====== Records for the task
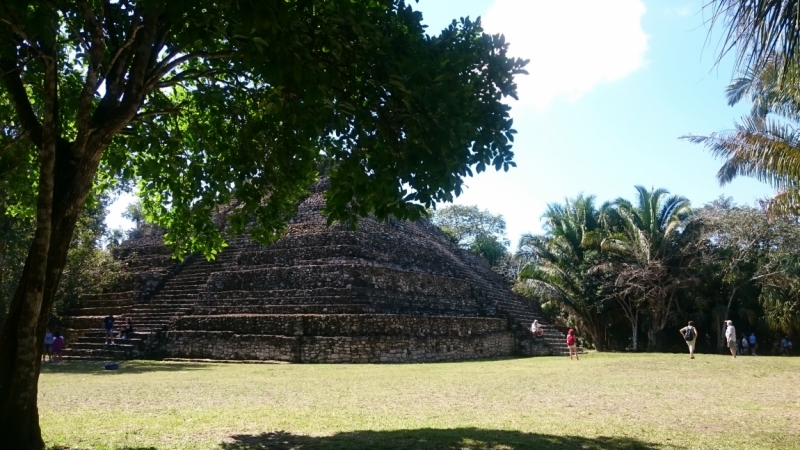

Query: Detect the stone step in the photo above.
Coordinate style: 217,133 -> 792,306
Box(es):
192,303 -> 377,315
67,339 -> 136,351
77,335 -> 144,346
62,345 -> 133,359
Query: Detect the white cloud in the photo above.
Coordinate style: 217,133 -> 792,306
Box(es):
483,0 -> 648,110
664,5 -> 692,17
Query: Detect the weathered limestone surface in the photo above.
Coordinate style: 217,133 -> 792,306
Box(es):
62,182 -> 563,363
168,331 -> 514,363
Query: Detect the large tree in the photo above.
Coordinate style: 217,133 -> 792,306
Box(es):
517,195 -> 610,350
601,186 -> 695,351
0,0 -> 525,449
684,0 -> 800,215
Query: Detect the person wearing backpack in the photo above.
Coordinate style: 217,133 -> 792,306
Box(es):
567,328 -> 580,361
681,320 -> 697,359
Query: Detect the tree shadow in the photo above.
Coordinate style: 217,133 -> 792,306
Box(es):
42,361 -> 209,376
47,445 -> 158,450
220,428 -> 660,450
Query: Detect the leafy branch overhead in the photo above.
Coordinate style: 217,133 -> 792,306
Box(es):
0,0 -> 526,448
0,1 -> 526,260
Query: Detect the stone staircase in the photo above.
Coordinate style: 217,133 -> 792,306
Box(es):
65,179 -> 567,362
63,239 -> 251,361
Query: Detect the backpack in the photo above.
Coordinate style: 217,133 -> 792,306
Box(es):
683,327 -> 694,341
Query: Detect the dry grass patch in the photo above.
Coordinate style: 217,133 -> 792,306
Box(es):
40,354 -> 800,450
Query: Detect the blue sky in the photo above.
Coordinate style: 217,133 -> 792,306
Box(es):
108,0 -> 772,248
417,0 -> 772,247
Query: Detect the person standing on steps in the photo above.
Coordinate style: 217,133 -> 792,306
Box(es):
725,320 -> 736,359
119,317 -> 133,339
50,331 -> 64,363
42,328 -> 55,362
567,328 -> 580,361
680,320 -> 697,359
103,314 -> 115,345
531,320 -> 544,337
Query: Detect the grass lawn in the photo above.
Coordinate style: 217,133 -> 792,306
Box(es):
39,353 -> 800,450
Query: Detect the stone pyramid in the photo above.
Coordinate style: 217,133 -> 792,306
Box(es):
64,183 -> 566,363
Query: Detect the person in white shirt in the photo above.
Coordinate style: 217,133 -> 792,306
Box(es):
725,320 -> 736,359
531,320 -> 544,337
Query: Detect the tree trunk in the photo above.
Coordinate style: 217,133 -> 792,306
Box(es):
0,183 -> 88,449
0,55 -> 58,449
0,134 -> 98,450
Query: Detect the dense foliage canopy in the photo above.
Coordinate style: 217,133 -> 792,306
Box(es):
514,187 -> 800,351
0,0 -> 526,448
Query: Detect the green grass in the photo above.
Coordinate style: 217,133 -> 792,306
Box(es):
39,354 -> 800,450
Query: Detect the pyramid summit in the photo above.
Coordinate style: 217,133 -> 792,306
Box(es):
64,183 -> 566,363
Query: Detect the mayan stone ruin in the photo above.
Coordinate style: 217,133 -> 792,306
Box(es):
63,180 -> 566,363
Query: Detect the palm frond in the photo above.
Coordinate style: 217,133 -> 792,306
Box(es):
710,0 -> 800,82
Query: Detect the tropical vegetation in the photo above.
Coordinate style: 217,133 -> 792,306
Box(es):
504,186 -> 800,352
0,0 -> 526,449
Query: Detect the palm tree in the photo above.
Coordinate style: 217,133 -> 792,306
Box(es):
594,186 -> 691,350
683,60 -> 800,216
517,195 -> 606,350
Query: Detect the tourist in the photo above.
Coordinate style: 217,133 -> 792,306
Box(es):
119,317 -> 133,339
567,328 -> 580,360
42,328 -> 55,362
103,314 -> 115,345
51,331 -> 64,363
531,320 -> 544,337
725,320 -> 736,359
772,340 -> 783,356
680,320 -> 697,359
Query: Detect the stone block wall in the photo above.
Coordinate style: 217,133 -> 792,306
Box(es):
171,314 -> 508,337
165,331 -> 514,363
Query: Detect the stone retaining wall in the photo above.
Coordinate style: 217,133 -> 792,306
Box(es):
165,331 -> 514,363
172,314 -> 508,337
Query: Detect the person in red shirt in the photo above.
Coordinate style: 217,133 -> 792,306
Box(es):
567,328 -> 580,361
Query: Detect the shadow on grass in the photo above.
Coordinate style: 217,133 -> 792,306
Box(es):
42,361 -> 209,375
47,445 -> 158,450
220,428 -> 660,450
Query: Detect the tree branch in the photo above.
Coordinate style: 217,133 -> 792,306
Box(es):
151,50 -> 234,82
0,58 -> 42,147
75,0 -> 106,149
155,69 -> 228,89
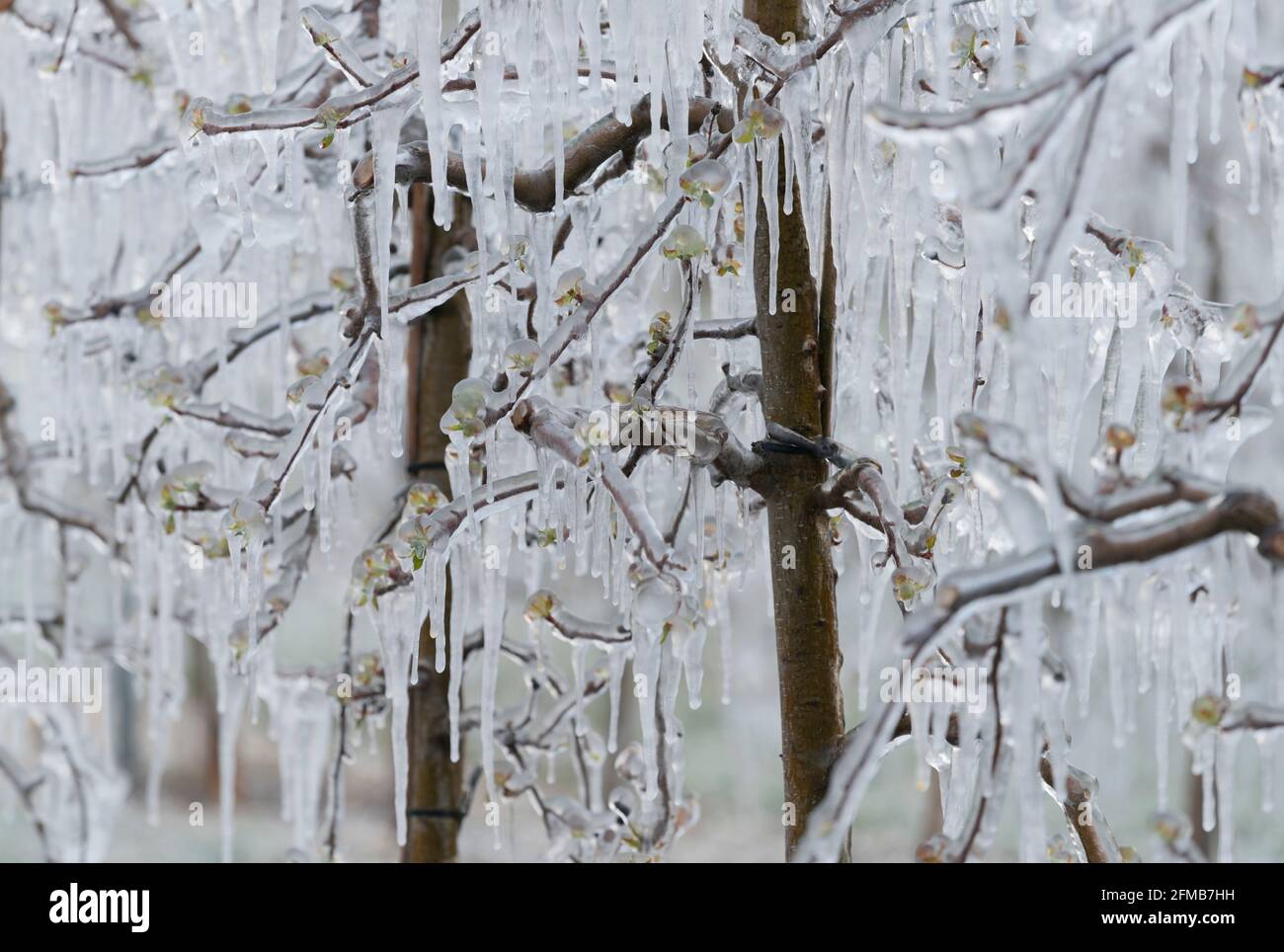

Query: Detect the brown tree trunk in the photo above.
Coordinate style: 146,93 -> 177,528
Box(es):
============
====== Records for the task
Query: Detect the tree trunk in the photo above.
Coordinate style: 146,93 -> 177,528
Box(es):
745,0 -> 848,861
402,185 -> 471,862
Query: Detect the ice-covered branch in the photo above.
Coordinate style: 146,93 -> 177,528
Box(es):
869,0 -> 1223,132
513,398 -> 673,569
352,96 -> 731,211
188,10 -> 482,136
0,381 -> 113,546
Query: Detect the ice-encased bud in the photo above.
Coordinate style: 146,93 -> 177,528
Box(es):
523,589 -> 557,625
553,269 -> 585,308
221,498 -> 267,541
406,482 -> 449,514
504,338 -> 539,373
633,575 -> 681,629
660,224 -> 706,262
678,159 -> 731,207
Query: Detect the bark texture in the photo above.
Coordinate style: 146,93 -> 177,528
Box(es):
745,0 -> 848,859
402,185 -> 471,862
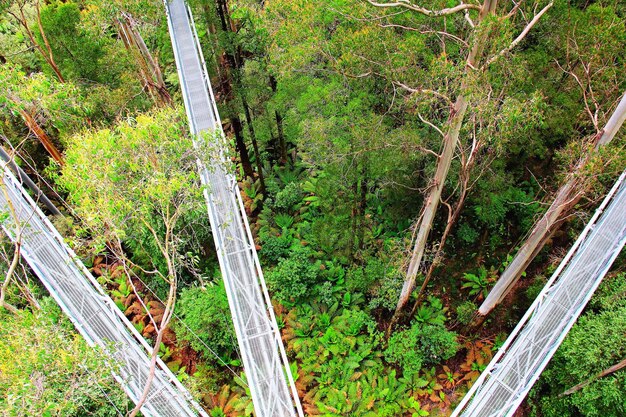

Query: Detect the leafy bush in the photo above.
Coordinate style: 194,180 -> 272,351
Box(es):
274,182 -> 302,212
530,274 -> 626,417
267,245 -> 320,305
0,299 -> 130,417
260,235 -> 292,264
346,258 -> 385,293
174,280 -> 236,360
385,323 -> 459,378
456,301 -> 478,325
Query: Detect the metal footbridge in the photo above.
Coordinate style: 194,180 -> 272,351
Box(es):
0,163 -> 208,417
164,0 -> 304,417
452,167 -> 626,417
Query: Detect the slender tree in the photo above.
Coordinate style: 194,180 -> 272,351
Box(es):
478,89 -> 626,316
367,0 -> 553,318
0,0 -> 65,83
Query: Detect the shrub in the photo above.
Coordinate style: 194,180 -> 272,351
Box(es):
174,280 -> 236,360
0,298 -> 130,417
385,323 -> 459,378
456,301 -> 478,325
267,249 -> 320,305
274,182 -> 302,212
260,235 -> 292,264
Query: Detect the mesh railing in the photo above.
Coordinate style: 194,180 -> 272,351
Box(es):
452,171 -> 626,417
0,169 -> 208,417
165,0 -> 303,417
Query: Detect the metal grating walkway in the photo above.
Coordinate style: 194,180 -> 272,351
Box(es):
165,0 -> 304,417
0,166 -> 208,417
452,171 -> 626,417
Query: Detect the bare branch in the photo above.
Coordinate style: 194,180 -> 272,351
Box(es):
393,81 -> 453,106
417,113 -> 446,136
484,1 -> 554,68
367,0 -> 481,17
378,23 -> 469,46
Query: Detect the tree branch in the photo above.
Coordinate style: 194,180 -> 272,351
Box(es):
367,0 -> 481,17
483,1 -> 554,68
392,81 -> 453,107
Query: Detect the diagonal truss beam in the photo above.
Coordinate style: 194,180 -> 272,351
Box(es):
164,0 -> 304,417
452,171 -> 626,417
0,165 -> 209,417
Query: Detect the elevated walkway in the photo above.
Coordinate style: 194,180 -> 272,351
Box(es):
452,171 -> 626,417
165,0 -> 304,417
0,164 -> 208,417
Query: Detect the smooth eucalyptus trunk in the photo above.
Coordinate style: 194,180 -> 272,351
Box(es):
============
====== Records for the task
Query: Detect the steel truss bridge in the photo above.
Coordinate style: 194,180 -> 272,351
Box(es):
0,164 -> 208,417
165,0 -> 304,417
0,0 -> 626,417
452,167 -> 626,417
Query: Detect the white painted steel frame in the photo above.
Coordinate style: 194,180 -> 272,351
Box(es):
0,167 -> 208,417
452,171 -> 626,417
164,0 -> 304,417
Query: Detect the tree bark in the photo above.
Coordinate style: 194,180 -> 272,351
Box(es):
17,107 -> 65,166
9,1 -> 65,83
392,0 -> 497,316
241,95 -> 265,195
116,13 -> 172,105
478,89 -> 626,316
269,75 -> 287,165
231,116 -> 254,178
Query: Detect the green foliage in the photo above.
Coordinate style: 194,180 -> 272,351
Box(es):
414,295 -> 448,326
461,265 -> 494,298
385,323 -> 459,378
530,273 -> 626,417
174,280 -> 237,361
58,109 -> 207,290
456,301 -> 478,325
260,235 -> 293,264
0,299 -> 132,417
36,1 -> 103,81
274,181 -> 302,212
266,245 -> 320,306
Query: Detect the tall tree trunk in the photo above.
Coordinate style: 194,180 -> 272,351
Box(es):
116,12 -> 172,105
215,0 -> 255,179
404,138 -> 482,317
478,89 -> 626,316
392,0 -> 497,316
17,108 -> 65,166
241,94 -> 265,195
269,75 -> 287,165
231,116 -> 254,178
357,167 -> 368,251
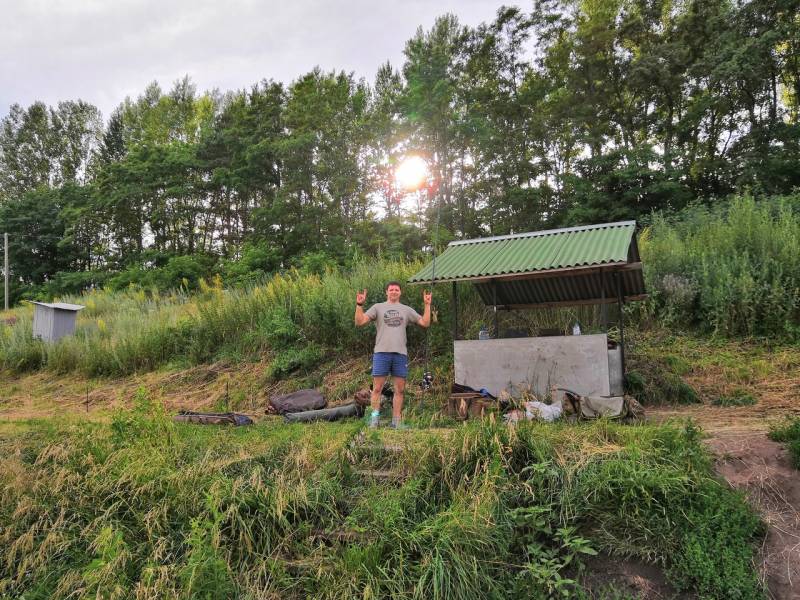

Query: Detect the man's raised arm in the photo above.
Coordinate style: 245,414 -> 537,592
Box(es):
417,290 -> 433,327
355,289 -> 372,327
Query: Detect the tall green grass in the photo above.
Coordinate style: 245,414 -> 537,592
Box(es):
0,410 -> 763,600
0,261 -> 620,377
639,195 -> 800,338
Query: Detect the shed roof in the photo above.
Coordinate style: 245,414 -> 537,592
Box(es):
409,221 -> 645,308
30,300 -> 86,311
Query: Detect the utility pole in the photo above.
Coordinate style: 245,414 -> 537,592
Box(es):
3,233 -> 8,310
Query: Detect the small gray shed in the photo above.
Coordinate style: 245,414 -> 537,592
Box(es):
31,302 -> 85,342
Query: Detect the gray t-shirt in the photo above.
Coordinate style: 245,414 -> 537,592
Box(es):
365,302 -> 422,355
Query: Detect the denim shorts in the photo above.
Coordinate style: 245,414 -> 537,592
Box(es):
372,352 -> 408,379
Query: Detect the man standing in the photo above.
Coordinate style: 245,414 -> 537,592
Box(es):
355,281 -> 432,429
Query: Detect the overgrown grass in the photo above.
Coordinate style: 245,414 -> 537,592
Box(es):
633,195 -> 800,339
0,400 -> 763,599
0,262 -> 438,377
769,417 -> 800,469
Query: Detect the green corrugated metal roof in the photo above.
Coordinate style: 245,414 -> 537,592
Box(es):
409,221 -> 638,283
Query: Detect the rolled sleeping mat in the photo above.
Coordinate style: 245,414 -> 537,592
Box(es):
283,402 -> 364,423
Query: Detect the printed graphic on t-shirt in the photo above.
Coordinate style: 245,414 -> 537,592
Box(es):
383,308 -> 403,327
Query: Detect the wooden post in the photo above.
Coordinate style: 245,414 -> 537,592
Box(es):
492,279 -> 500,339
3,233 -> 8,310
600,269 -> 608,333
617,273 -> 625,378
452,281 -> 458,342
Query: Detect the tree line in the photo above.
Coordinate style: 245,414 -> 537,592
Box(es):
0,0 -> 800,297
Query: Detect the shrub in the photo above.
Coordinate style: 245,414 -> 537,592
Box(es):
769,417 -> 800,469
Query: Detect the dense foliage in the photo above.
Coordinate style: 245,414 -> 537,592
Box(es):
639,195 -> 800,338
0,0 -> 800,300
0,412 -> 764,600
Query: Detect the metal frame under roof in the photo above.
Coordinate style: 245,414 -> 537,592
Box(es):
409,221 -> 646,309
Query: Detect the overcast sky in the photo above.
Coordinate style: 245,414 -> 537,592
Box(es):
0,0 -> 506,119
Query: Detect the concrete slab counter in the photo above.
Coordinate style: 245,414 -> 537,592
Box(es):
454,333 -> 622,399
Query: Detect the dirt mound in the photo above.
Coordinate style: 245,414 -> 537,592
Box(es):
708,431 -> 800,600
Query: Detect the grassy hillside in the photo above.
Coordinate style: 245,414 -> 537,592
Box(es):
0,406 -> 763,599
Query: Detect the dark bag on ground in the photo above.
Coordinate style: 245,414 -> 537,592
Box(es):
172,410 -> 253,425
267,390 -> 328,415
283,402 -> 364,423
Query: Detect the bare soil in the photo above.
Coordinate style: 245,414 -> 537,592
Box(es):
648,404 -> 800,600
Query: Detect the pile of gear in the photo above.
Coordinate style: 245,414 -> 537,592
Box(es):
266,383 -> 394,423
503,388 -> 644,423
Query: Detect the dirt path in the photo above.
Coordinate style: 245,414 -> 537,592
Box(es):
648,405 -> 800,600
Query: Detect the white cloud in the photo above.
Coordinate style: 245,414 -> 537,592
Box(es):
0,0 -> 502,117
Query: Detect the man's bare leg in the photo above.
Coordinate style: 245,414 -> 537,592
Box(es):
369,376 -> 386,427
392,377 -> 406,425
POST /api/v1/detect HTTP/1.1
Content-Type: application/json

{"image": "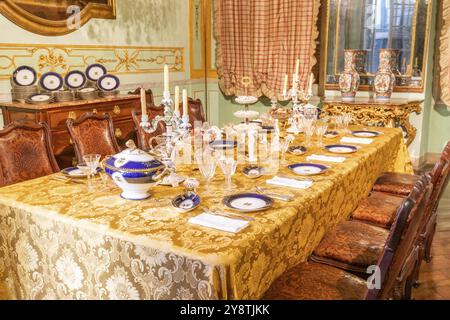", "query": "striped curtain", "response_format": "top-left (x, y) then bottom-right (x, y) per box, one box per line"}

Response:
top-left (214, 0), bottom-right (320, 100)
============
- _Required work_: Turn the lines of the items, starting at the line that contains "Query: Detect the white painted" and ending at the line that contains "355,289 -> 372,327", into a Markdown table with the columns Row and Line. Number each row, skip blank lines, and leave the pictures out.

- _Response below_:
| Row | Line |
|---|---|
| 1 | Query: Detect the white painted steel frame in the photo above. |
| 2 | Coordinate style: 194,180 -> 272,351 |
| 3 | Box(es): |
| 4 | 0,167 -> 208,417 |
| 5 | 452,171 -> 626,417 |
| 6 | 164,0 -> 304,417 |
| 7 | Query: Detect the tree bark in the photo above. |
| 8 | Coordinate style: 194,180 -> 272,351 |
| 9 | Box(es): |
| 10 | 17,107 -> 65,166 |
| 11 | 9,1 -> 65,83 |
| 12 | 392,0 -> 497,316 |
| 13 | 241,95 -> 265,195 |
| 14 | 116,13 -> 172,105 |
| 15 | 478,89 -> 626,316 |
| 16 | 269,75 -> 287,165 |
| 17 | 231,116 -> 254,178 |
| 18 | Query: Detect the green foliage in the photo above. |
| 19 | Coordinate style: 194,180 -> 272,351 |
| 20 | Box(es): |
| 21 | 414,295 -> 448,326 |
| 22 | 461,265 -> 494,298 |
| 23 | 385,323 -> 459,378 |
| 24 | 530,273 -> 626,417 |
| 25 | 174,280 -> 237,361 |
| 26 | 58,109 -> 207,290 |
| 27 | 456,301 -> 478,325 |
| 28 | 260,235 -> 293,264 |
| 29 | 0,299 -> 132,417 |
| 30 | 36,1 -> 103,81 |
| 31 | 274,181 -> 302,212 |
| 32 | 266,245 -> 320,306 |
| 33 | Query: Detect the tall tree trunk in the photo above. |
| 34 | Coordinate style: 194,180 -> 272,351 |
| 35 | Box(es): |
| 36 | 116,12 -> 172,105 |
| 37 | 215,0 -> 255,179 |
| 38 | 404,138 -> 482,317 |
| 39 | 478,89 -> 626,316 |
| 40 | 392,0 -> 497,316 |
| 41 | 17,108 -> 65,166 |
| 42 | 241,94 -> 265,195 |
| 43 | 269,75 -> 287,165 |
| 44 | 231,116 -> 254,178 |
| 45 | 357,167 -> 368,251 |
| 46 | Query: Detect the man's raised arm in the photo above. |
| 47 | Coordinate style: 245,414 -> 537,592 |
| 48 | Box(es): |
| 49 | 417,290 -> 433,327 |
| 50 | 355,289 -> 372,327 |